(Фрагмент текста)
Понимаете, когда некоторых вещей из гражданского права не знает посторонний для юриспруденции человек, то это выглядит, в общем-то, вполне нормально и естественно. Скажем, я знаю только общий принцип работы синхротрона, ну, то, что рассказывали в средней школе, как и вам, но спокойно живу, не слишком вдумываясь в детали. Если такие детали мне потребуются, то правильным для меня будет обращение по определённым вопросам к специалистам, которые мне смогут разъяснить то или иное.
Я не собираюсь закатывать глаза и презрительно цедить каждому встречному: «Как! Вы не знаете, что такое регресс, репарация и реституция?! Ну о чём тогда говорить с Вами? Что, Вы не понимаете какая разница между ничтожностью и оспоримостью, между моральным и нравственным?! И Рембрандта не читали? И стихами Чехова не увлекались? И рассказы про Одессу Августа Бебеля в глаза не видели? ну-у-у, э-э-э…»
Мне доводилось, разбираться с химией, вспоминая школьные азы (кстати, не такие уж это и азы, если по-хорошему-то!), когда довелось готовиться к процессу, на котором надо было допросить одного шамана-эксперта, умудрившегося на глаз определить промилле примесей в алюминиевой посуде и, не менее того, просто разглядывая поверхность алюминиевой посуды определить сколько именно соды: больше четверти чайной ложки или не больше растворила в двух литрах воды женщина. которая кипятила раствор этой самой соды, формулы и состава которой, как оказалось, этот самый эксперт, — мать его за ногу! — даже не знал, в этой посуде.

(Задание A) Выведите без изменений строки записей от строки с «woman in green» до строки с «(0, 360), (100, 398)», включая обе эти строки.
Текст и записи между собой никак не связаны.

(Фрагменты данных об ограничивающих рамках)

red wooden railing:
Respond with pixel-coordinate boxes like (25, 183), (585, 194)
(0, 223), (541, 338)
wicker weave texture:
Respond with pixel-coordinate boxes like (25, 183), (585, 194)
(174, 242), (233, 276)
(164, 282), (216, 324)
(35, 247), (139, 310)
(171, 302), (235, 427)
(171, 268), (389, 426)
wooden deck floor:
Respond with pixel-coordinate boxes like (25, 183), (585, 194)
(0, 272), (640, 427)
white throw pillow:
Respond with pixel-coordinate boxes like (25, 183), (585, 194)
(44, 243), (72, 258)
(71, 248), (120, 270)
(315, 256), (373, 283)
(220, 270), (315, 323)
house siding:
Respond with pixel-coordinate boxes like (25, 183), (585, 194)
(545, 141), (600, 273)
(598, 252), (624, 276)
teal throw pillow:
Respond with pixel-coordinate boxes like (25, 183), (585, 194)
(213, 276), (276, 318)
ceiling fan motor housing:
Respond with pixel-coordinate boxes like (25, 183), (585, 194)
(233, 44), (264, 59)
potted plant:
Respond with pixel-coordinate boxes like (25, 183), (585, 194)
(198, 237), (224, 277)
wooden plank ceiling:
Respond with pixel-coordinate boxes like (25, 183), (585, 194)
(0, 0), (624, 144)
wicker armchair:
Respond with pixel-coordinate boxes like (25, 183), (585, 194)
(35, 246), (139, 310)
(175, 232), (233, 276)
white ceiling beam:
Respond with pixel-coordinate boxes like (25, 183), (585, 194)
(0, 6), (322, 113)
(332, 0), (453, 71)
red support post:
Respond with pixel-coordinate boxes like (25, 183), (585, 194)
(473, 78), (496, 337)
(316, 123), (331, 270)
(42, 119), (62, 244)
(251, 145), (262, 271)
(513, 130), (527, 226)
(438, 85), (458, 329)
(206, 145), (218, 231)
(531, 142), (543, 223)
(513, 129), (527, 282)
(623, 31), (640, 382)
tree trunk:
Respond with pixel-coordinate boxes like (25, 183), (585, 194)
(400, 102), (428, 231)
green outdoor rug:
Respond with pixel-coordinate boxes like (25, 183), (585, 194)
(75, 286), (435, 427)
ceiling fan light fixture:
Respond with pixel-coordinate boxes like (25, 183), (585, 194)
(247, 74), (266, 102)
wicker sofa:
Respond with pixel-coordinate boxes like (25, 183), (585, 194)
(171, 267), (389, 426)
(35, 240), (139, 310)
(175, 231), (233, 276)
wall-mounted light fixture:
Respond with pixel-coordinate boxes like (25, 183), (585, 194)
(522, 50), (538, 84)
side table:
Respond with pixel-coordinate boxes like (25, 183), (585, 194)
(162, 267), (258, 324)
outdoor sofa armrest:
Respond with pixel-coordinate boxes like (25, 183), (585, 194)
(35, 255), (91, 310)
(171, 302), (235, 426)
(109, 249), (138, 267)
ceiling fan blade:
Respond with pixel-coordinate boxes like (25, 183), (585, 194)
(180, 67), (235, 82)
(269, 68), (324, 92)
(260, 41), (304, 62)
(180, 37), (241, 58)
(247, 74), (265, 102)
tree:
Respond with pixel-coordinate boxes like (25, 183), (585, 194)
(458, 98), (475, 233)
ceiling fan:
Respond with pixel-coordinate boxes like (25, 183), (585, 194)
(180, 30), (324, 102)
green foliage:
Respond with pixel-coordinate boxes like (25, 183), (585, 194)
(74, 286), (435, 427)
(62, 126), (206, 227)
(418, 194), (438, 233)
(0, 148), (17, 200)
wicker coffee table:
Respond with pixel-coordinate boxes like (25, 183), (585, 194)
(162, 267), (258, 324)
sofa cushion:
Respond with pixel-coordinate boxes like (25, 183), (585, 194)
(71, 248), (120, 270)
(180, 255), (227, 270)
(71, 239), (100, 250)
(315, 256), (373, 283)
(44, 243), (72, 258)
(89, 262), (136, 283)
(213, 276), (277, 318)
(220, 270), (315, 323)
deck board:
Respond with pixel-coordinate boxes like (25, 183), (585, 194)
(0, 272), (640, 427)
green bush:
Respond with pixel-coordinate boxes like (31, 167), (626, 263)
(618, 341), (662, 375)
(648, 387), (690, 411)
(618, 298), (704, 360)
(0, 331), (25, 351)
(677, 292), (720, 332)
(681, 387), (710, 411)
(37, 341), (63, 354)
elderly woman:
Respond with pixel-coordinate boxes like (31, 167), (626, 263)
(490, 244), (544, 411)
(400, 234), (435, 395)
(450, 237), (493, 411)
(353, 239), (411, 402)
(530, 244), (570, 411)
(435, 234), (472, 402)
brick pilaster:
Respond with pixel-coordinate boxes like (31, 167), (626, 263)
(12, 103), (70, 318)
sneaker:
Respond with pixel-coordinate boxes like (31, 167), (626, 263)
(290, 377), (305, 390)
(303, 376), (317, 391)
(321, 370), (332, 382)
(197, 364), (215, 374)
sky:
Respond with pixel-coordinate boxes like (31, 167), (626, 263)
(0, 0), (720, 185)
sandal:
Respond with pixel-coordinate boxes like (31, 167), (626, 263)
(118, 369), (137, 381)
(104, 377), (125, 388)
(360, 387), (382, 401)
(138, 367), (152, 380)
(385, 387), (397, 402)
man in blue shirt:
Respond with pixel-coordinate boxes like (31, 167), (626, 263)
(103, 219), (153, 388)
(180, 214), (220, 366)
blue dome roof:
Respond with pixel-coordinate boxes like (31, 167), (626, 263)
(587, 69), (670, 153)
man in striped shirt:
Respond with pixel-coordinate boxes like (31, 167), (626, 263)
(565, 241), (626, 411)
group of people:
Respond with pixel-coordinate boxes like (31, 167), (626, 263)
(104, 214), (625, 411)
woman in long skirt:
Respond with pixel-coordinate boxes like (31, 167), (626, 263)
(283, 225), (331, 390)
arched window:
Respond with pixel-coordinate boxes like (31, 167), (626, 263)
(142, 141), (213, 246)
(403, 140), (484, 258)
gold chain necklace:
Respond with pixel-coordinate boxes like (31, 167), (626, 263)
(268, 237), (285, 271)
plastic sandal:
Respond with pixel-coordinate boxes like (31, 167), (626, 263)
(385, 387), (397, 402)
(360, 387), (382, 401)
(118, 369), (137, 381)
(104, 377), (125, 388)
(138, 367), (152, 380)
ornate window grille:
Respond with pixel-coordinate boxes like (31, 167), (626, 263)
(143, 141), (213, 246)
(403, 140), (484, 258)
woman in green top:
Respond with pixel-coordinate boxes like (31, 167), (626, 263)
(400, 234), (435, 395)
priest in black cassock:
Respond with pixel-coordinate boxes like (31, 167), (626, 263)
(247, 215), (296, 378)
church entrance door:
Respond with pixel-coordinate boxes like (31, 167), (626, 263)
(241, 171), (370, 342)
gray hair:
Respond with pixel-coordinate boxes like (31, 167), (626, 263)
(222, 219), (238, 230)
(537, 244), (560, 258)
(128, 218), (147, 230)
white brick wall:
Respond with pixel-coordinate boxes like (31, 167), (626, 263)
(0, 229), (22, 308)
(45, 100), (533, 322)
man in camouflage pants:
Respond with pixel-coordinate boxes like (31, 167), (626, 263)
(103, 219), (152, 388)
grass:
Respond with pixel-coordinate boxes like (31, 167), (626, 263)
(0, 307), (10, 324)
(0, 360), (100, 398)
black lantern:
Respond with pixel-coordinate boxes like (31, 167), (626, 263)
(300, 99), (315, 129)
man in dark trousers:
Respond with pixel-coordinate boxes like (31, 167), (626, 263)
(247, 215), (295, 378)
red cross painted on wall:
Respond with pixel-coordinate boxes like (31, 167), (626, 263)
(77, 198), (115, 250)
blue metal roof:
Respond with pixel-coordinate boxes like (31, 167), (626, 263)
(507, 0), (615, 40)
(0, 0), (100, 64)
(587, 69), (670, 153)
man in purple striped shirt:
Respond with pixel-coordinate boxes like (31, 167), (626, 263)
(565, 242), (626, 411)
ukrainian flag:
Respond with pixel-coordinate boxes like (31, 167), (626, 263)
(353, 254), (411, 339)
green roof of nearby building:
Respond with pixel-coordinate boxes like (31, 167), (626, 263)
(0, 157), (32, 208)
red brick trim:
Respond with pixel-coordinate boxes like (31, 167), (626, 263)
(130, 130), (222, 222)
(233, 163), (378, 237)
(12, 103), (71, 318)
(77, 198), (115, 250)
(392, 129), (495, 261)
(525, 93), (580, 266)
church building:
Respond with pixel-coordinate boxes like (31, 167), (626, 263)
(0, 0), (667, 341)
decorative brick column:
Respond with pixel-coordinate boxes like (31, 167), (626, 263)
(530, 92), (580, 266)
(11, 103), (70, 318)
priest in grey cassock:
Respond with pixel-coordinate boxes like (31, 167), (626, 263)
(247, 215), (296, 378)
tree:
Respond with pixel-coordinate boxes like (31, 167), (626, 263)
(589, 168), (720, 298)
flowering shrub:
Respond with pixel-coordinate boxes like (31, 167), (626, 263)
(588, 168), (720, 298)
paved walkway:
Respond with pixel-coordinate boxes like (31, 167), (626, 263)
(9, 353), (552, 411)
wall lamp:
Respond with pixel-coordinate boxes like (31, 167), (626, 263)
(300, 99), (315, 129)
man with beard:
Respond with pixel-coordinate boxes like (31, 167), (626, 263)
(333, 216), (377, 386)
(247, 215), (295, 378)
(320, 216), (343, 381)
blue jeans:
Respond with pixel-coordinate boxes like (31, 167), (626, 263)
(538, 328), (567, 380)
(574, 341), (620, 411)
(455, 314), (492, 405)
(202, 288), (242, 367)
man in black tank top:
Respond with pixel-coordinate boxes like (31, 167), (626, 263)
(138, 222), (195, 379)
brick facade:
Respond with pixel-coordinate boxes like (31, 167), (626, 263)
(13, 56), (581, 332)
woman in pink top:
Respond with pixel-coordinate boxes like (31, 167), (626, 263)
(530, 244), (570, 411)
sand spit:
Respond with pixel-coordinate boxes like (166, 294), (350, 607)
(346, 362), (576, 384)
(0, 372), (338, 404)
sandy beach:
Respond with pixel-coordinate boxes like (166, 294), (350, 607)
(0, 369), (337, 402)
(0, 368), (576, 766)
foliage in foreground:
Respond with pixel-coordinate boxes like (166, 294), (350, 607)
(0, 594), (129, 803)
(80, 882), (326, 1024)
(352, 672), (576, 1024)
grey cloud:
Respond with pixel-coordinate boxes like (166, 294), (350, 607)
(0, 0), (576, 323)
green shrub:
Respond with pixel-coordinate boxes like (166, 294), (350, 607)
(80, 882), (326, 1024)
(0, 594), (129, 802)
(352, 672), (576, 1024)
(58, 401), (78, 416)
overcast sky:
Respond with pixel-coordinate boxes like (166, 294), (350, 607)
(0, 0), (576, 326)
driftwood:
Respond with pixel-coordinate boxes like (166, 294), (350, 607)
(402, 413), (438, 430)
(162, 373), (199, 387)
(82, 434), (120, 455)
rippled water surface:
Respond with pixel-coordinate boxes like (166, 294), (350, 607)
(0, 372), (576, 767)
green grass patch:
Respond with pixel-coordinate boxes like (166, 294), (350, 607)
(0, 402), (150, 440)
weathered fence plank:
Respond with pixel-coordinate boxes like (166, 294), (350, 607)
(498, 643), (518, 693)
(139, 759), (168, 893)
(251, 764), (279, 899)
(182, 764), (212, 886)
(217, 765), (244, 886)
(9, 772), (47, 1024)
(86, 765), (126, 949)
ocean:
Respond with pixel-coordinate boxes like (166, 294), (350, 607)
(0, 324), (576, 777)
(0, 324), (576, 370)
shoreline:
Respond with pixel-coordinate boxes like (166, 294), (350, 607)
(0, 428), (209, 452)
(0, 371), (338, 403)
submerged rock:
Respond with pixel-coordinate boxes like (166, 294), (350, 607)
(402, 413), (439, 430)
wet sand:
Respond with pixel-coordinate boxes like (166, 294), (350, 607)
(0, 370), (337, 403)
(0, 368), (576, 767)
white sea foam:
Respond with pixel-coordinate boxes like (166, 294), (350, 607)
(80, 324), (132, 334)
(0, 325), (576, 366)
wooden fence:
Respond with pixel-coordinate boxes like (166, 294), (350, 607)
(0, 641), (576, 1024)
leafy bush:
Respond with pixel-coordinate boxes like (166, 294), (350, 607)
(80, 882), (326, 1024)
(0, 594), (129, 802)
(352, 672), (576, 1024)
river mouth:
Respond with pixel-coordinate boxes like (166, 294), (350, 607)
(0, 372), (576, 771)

(Задание B) Почему, согласно тексту о незнании юридических тонкостей, понадобилось разбираться с химией?

(Ожидаемый ответ A)
woman in green top:
Respond with pixel-coordinate boxes like (31, 167), (626, 263)
(400, 234), (435, 395)
priest in black cassock:
Respond with pixel-coordinate boxes like (31, 167), (626, 263)
(247, 215), (296, 378)
church entrance door:
Respond with pixel-coordinate boxes like (31, 167), (626, 263)
(241, 171), (370, 342)
gray hair:
Respond with pixel-coordinate boxes like (31, 167), (626, 263)
(222, 219), (238, 230)
(537, 244), (560, 258)
(128, 218), (147, 230)
white brick wall:
Respond with pixel-coordinate boxes like (31, 167), (626, 263)
(0, 229), (22, 308)
(45, 100), (533, 322)
man in camouflage pants:
Respond with pixel-coordinate boxes like (31, 167), (626, 263)
(103, 219), (152, 388)
grass:
Respond with pixel-coordinate boxes like (31, 167), (626, 263)
(0, 307), (10, 324)
(0, 360), (100, 398)

(Ожидаемый ответ B) Понадобилось готовиться к процессу, на котором нужно было допросить эксперта. Этот эксперт на глаз определял промилле примесей в алюминиевой посуде. Кроме того, только по виду её поверхности он брался установить, сколько соды растворили в двух литрах воды, которую кипятили в этой посуде.